• **Exercise directions**
Reproduce the material below word for word, omitting the pictures.

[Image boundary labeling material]
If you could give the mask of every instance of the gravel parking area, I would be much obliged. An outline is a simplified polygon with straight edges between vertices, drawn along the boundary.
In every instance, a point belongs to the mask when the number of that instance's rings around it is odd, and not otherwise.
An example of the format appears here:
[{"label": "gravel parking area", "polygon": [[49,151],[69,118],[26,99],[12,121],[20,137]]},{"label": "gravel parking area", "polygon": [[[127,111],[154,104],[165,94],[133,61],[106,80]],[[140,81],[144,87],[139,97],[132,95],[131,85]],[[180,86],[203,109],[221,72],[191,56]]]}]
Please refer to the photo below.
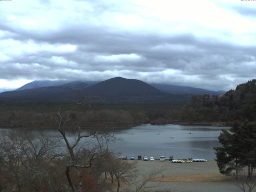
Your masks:
[{"label": "gravel parking area", "polygon": [[[136,162],[142,173],[147,173],[154,168],[163,168],[162,173],[150,184],[157,184],[159,189],[181,192],[238,192],[241,190],[234,186],[231,177],[219,174],[216,162],[174,163],[169,161]],[[162,178],[162,174],[164,178]]]}]

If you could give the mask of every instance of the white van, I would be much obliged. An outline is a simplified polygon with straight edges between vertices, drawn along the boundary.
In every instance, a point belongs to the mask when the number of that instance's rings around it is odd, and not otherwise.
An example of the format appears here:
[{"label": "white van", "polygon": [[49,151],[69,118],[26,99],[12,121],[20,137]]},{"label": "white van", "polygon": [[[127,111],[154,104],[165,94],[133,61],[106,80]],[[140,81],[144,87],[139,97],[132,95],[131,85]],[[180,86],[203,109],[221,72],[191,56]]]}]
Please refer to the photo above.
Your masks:
[{"label": "white van", "polygon": [[160,157],[160,161],[165,161],[165,157],[164,156],[161,156]]}]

• **Problem solution**
If you could give the mask of every instance of the gravel parking area, I would be much obliged. An outline is a simplified polygon with straight edges between vertices, drawn along the boundary.
In every instance, a point belongs to the mask when the number of that instance's rings around it is odd, and not otherwise.
An example of the format appears here:
[{"label": "gravel parking area", "polygon": [[49,151],[69,118],[26,99],[12,121],[20,137]]},{"label": "gravel parking area", "polygon": [[[127,111],[154,104],[165,94],[133,61],[106,80]],[[140,81],[144,87],[139,97],[132,95],[131,85]],[[180,86],[203,109],[221,72],[191,56]]]}]
Please refer to the photo below.
Your masks:
[{"label": "gravel parking area", "polygon": [[[136,162],[142,173],[147,173],[154,168],[163,168],[162,173],[150,184],[157,184],[159,189],[181,192],[238,192],[241,190],[234,186],[231,177],[219,174],[216,162],[174,163],[169,161]],[[162,178],[162,174],[164,178]]]}]

If you could give the mask of every instance of the white van, I would be much obliged. An outline is a simplified polygon with straight edges between vertices, drawn along the boundary.
In every instance, a point belongs to the mask when the number of that instance's rings around it is odd, and not otherwise.
An example of the format appears here:
[{"label": "white van", "polygon": [[49,151],[69,118],[26,99],[12,121],[20,137]]},{"label": "white van", "polygon": [[[127,111],[154,104],[165,94],[133,61],[106,80]],[[140,81],[144,87],[139,97],[132,95],[131,85]],[[180,86],[203,109],[221,72],[191,56]]]}]
Please refer to the photo above.
Your masks:
[{"label": "white van", "polygon": [[160,157],[160,161],[165,161],[165,157],[164,156],[161,156]]}]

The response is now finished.